▶ _WHAT YOU NEED TO DO_
Can you carry on the St. Olaf history piece about Hoyme Chapel below, picking up right after its last sentence?

▶ _SOURCE EXCERPT_
***

This week in St. Olaf history

By Mark Forsberg
Staff Writer

Friday, September 21, 2007

On the southeast side of campus eighty-four years ago stood Hoyme Chapel—, a red brick building that took the shape of a Latin cross. Hoyme Chapel faced Old Main and poised as a symbol for religious education after the United Church re-adopted St. Olaf College in 1899. The chapel was named after Rev. Gjermund Hoyme, president of the United Church, and the cornerstone was laid on Nov. 7, 1906.

Sixteen years later, Hoyme Chapel was forever memorialized after meeting its fate on Saturday, Sept. 22, 1923. Alumni vividly recalled smoke billowing from the structure as they attempted to salvage effects and waited for the fire department to arrive.

The Carletonian student newspaper claimed the fire started as a result of defective wiring, while college historian Joseph M. Shaw noted that "wind-blown debris from a trash fire on a slope below the building" may have been the likely cause.

***

▶ _Dataset rows on where objects appear_
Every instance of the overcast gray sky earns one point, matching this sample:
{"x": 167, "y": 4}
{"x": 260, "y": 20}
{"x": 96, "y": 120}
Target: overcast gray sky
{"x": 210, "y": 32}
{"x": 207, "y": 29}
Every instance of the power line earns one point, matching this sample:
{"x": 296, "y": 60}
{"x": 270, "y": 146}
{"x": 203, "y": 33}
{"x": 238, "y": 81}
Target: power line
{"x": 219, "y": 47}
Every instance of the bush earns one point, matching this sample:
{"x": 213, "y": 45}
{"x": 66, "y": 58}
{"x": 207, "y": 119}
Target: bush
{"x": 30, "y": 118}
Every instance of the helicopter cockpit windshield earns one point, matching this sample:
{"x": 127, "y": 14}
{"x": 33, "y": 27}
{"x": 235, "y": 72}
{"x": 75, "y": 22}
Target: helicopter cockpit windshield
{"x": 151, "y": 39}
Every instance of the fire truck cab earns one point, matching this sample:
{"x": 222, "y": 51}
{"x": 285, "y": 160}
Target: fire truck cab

***

▶ _RESPONSE TO THIS EXERCISE_
In 1925, the Manitou Messenger recorded:

"Its downfall was as majestic as had been the days of its prime, and the fact that Dr. Christiansen played the splendid old organ for the last time on the morning preceding the fire, seemed later a not ungrandiose prelude to the cremative downfall of this honored edifice."

For a thirty-year interim, chapel services were held in the old gymnasium, now home to the speech-theater department, and Rev.. Hoyme later redeemed his commemorative name as one associated with less pious residence life.